Data for this task:
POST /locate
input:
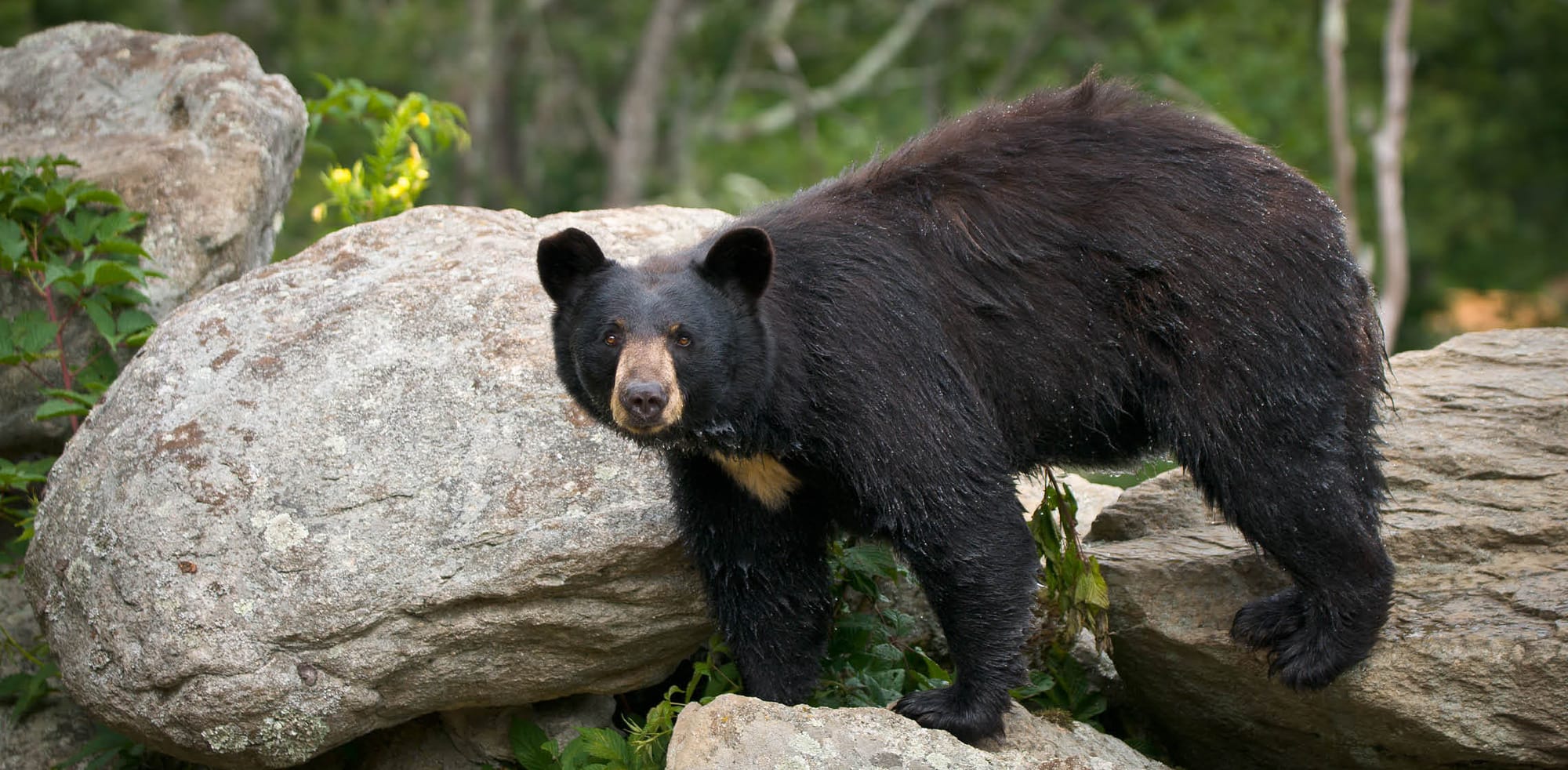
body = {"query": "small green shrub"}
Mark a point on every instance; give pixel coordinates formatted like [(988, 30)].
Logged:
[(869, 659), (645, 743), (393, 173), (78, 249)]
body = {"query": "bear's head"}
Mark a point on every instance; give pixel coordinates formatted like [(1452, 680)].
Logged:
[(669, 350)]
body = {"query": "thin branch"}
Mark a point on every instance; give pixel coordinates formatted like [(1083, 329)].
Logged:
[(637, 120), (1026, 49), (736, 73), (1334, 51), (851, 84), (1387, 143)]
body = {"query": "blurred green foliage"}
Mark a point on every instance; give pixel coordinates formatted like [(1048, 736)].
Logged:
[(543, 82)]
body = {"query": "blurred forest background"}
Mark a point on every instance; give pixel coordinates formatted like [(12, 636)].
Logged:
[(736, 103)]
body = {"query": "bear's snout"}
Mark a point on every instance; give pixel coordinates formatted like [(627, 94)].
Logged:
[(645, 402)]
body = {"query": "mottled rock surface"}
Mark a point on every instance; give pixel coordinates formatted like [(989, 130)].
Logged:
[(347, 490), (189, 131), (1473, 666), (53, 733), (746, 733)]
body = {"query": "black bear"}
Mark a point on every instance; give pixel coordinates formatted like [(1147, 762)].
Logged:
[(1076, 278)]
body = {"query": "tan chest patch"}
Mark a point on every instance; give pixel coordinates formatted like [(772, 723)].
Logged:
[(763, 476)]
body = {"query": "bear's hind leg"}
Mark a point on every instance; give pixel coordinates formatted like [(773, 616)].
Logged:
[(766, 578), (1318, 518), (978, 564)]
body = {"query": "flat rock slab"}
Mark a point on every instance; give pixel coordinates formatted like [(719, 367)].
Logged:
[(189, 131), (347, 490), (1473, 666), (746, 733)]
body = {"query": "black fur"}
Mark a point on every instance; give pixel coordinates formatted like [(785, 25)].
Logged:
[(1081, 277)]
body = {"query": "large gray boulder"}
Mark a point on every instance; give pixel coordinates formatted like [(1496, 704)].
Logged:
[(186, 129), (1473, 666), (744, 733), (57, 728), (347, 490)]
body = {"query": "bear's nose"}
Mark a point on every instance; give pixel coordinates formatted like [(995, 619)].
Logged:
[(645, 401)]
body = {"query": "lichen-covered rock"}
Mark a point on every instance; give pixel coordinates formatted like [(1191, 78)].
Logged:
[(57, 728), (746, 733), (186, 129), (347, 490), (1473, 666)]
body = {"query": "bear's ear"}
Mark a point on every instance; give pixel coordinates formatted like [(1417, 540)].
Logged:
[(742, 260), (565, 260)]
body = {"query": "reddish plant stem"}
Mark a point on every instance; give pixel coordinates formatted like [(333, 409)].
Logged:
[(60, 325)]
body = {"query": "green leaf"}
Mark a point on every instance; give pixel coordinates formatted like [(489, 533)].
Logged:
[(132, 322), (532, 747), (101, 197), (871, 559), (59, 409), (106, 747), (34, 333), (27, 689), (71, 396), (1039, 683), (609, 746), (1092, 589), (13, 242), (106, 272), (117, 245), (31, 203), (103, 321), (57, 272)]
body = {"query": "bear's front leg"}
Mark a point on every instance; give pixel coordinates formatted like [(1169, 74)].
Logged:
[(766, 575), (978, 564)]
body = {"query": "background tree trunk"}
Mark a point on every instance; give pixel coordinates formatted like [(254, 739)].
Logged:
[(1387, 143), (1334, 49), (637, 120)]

--

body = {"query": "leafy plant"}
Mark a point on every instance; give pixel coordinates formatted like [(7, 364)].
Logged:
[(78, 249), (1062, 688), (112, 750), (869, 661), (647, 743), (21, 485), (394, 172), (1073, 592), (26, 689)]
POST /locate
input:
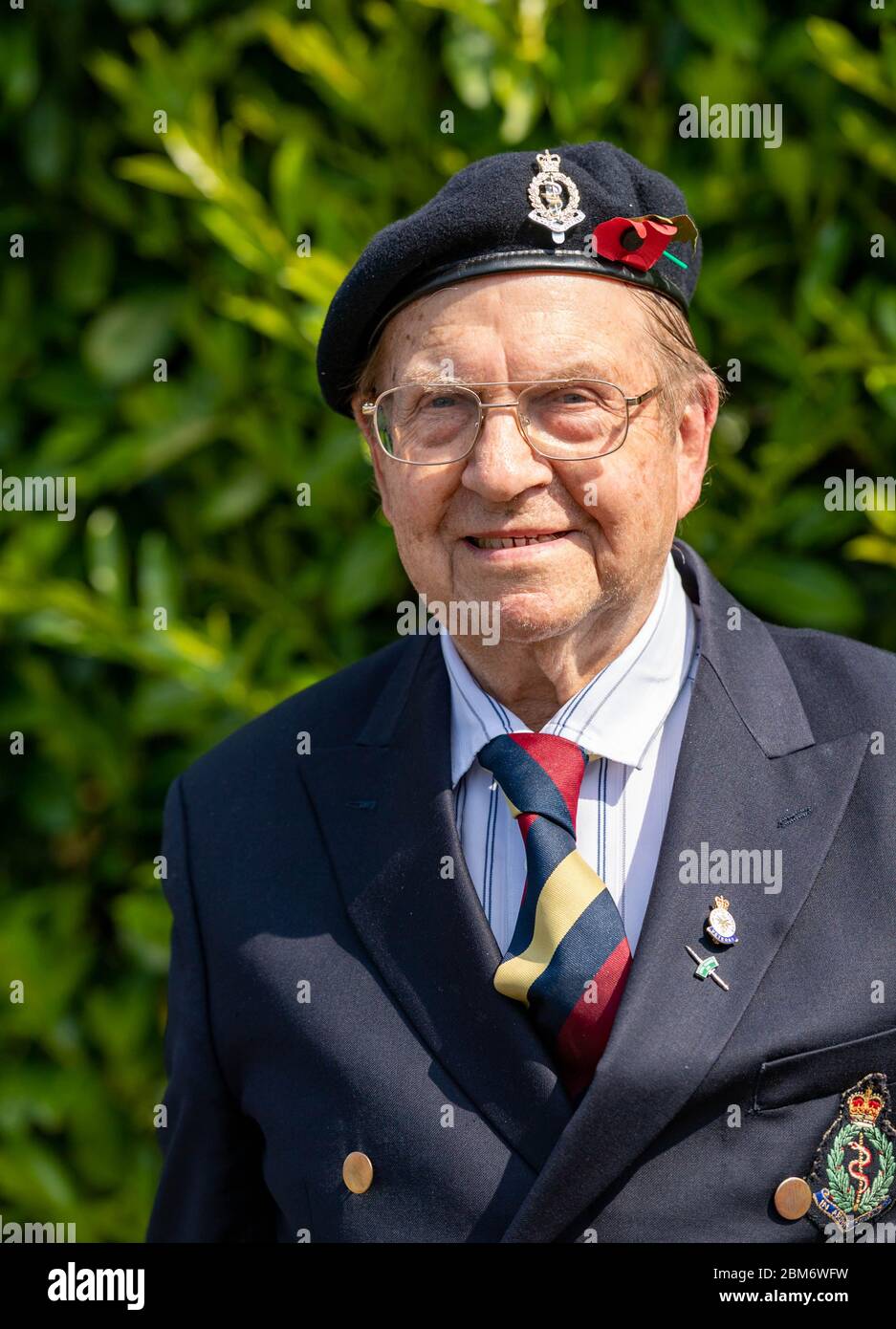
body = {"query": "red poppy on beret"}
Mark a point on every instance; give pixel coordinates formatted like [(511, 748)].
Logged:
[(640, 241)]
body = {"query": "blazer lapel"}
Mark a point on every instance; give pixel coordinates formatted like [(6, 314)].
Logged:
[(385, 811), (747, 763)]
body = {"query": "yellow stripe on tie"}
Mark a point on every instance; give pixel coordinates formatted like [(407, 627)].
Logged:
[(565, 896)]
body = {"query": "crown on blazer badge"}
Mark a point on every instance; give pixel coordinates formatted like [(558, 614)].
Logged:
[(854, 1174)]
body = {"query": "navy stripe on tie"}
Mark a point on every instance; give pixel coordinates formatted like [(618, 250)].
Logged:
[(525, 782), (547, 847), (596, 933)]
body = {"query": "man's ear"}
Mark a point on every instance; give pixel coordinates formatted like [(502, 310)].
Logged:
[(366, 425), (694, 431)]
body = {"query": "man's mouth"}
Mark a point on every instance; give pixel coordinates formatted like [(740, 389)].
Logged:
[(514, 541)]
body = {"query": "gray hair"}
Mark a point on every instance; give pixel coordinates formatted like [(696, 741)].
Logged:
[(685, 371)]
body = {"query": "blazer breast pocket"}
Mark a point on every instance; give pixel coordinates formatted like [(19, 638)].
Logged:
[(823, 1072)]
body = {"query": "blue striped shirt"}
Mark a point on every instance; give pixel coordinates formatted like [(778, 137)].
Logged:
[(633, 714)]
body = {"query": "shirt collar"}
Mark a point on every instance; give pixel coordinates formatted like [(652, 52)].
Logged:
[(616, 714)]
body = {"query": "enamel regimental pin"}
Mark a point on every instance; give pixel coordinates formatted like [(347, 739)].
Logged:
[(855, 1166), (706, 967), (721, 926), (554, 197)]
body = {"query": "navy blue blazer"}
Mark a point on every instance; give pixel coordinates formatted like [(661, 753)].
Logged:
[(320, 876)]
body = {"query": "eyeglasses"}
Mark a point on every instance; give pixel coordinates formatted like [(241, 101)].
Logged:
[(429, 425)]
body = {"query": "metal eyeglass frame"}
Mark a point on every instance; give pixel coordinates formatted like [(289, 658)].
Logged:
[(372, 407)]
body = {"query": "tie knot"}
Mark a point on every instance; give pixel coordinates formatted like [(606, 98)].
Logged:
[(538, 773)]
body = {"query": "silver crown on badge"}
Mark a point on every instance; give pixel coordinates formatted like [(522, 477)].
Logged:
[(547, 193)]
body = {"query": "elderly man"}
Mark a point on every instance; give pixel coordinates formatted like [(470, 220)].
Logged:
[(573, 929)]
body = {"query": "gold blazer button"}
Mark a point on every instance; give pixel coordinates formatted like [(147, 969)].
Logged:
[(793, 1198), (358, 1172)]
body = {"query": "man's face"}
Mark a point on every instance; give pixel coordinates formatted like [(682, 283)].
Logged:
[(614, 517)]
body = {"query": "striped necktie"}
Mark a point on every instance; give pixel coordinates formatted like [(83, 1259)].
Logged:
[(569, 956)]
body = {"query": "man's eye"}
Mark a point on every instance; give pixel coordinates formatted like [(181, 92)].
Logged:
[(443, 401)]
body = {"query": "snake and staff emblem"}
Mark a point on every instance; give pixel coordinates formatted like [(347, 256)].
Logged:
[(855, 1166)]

--

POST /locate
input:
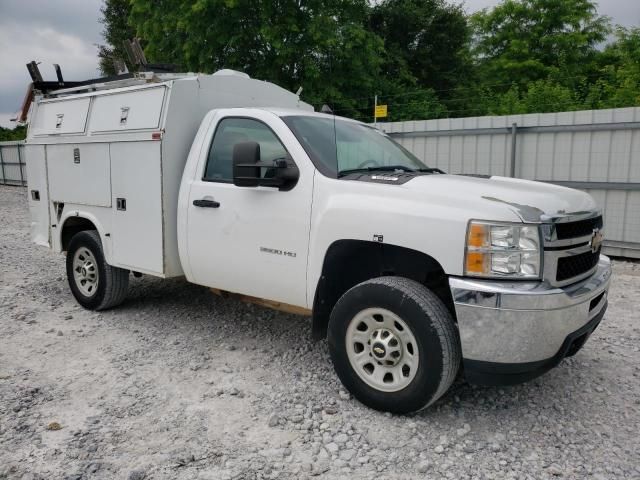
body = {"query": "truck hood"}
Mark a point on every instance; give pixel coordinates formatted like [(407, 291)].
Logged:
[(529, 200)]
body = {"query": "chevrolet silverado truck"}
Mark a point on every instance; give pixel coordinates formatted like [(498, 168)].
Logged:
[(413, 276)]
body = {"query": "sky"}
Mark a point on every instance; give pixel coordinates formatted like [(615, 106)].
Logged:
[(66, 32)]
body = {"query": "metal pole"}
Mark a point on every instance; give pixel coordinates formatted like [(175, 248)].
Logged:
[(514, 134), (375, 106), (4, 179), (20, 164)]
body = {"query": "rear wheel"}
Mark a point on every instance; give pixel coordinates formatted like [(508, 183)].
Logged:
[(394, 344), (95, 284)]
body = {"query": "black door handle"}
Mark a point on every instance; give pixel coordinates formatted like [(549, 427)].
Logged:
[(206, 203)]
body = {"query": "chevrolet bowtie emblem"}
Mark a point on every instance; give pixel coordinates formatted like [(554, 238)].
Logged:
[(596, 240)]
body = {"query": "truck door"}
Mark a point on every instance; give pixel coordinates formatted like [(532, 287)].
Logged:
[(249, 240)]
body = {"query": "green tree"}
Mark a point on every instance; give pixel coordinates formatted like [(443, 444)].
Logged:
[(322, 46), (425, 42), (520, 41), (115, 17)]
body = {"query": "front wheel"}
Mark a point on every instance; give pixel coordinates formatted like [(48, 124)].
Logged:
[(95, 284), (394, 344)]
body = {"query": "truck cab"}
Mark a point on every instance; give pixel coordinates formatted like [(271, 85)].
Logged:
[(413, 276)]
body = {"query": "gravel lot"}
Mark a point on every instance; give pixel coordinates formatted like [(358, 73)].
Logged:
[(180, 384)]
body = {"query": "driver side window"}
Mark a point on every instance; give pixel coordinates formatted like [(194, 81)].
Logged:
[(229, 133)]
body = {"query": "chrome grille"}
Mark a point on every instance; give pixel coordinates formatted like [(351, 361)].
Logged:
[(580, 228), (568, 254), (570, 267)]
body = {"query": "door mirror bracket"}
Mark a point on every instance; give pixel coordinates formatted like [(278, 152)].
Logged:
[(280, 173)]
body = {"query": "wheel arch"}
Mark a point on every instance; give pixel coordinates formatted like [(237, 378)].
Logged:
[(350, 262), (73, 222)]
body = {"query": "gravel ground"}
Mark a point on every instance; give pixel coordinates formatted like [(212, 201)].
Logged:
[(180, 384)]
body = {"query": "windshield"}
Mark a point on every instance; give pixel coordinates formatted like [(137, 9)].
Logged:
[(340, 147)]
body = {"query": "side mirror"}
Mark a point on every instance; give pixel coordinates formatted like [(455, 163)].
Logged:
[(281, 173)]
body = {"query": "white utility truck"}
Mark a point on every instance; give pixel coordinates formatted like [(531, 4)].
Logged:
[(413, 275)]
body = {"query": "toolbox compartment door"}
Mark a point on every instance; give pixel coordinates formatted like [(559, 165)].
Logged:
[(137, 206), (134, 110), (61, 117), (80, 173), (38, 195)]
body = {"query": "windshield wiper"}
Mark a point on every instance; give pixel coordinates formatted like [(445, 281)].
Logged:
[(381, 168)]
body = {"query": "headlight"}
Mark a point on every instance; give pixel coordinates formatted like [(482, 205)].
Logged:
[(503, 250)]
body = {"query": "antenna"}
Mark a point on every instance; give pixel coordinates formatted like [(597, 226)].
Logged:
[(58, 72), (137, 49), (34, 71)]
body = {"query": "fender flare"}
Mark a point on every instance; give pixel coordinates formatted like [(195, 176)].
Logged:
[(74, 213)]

What needs to be done:
Count the lines in the data above that contain the string "badge". Give only the number.

Result of the exercise:
2